- [Exercises to complete]
**a.** According to the forum post, what proportion of the writer's father's side of the family has Crohn's?
**b.** Reproduce the passage of the forum post starting at "Why won't the" and ending at "my legs ache.".

- [Document text]
+-------+
Undiagnosed Teenager
Joined
Dec 30, 2011
Messages
417
Location
England
I really want my life back.

I am learning to seperate my life and me from the illness. It's just occasionally like today that I can't and I get upset because the pain just gets too much and I am hurting too much.

It's frustrating. No one knows what is wrong and no one knows how to help.

I'm only young once. My childhood was taken away from bullying, then a year of my life from the assault. I'm over all of it now, but now the illness is taking over my life.

I've stopped talking to people about being ill because my friends and my friends. Me in bed with my hot water bottle is me being ill.

I know none of you know me or can see me, but i've been doing really well this week. It's sucked with the pain and i've tried soo hard and i've been happy and trying to do things, but today the pain got too much and i'm having a bad day today.

I will get through this and I will get diagnosed, but days like today I get scared. What if I don't get diagnosed? It's been 4 years and I don't even have the common symptoms of crohns.. or any illness. I'm a freak. I don't have IBS either.

What if I literally do spend the rest of my life like this? I've tried changing my life around and doing everything the professionals tell me and nothing is working.

I feel like this is a wasted life. I have so many plans and things I want to do with my life and I can't wait to do as much of it as I can.

One website says ____ are the symptoms of crohns, whilst another site says ____ are the symptoms. I'm so confused.

Why won't the hospital take me seriously either? 3/4 of my dads side of the family have crohns. Surely you'd take me more seriously if it runs in my family?

I'm in too much pain today and have been. I haven't had a break from the pain and I hate this.

I don't even understand why my legs ache.

I'll wake up tomorrow and be the other side of me where i'm happy and relaxed and taking day by day, but then this side of me is where I freak out and cry because i'm wasting my life by being ill. I'm a gemini ;)
+-------+
- [Data shown]

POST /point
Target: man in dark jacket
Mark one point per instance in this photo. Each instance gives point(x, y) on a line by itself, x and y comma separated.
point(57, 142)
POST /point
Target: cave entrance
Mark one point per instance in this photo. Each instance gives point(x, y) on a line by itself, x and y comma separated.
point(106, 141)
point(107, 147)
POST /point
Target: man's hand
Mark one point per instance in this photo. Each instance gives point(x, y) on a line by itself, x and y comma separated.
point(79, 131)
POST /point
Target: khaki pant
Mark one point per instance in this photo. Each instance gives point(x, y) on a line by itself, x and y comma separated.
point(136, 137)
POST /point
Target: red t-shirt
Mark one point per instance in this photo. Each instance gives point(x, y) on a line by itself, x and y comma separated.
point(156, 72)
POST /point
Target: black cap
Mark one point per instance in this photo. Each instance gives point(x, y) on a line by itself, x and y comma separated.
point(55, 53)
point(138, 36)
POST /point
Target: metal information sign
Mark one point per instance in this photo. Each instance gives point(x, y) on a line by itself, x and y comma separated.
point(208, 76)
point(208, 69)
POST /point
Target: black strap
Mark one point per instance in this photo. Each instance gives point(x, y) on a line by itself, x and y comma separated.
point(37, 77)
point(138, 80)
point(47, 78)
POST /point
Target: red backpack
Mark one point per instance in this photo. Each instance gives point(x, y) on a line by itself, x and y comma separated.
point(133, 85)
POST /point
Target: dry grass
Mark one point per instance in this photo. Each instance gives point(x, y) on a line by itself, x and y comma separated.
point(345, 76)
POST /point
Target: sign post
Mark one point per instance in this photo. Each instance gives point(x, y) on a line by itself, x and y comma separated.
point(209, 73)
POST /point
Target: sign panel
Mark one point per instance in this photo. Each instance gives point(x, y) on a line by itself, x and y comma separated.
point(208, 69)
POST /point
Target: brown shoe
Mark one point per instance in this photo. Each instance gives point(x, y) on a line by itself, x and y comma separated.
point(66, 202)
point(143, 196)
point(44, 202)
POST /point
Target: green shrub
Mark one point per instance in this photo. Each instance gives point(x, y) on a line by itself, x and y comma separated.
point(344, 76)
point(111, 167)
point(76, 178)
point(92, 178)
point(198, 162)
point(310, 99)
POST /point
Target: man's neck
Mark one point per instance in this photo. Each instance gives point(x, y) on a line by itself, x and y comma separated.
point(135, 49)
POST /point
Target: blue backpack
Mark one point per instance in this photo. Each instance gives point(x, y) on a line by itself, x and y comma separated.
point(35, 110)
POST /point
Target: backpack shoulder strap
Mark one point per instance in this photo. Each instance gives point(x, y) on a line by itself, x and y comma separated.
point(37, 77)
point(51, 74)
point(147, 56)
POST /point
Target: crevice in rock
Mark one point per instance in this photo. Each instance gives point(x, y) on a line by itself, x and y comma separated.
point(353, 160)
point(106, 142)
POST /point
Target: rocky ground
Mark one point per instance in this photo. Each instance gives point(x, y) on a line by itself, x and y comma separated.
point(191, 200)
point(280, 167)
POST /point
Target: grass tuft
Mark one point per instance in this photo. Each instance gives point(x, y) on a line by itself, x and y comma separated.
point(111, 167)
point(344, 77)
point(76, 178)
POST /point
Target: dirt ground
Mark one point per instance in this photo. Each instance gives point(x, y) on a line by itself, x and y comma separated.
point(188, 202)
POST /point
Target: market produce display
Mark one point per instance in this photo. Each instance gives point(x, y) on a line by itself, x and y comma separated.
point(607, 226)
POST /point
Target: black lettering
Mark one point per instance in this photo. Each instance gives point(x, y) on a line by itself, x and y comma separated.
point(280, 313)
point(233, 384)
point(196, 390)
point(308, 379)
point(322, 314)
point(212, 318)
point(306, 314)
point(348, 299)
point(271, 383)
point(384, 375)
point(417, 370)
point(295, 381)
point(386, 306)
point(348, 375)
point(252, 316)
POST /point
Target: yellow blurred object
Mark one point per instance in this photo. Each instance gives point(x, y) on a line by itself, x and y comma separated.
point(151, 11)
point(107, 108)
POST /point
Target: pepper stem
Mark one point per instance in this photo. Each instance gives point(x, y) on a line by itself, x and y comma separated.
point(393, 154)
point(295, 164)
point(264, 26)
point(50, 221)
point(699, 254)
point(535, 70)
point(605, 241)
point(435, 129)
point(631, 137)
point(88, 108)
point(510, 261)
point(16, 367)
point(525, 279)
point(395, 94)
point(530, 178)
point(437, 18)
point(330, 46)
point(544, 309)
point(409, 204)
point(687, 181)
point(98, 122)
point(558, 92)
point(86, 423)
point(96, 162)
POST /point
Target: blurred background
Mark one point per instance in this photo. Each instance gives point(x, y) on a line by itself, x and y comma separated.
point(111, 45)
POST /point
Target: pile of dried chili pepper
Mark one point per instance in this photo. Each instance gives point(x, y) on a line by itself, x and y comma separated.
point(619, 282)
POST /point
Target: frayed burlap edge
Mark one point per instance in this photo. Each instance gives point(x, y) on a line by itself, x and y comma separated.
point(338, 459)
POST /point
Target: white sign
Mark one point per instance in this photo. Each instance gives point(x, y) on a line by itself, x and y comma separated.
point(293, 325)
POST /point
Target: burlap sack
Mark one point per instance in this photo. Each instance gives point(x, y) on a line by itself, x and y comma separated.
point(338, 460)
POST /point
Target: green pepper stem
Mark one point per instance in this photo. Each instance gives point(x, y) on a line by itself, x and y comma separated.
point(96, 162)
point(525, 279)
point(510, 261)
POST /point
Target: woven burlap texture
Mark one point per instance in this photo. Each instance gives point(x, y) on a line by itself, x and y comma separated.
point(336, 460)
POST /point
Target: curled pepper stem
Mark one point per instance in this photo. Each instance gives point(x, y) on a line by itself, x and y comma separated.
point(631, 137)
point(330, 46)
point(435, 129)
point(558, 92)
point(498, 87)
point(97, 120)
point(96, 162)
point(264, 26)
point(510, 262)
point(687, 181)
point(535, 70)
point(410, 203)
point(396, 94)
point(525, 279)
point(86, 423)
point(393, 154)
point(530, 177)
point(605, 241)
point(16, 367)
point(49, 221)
+-------+
- [Solutions below]
**a.** Three-quarters (3/4) of them.

**b.**
Why won't the hospital take me seriously either? 3/4 of my dads side of the family have crohns. Surely you'd take me more seriously if it runs in my family?

I'm in too much pain today and have been. I haven't had a break from the pain and I hate this.

I don't even understand why my legs ache.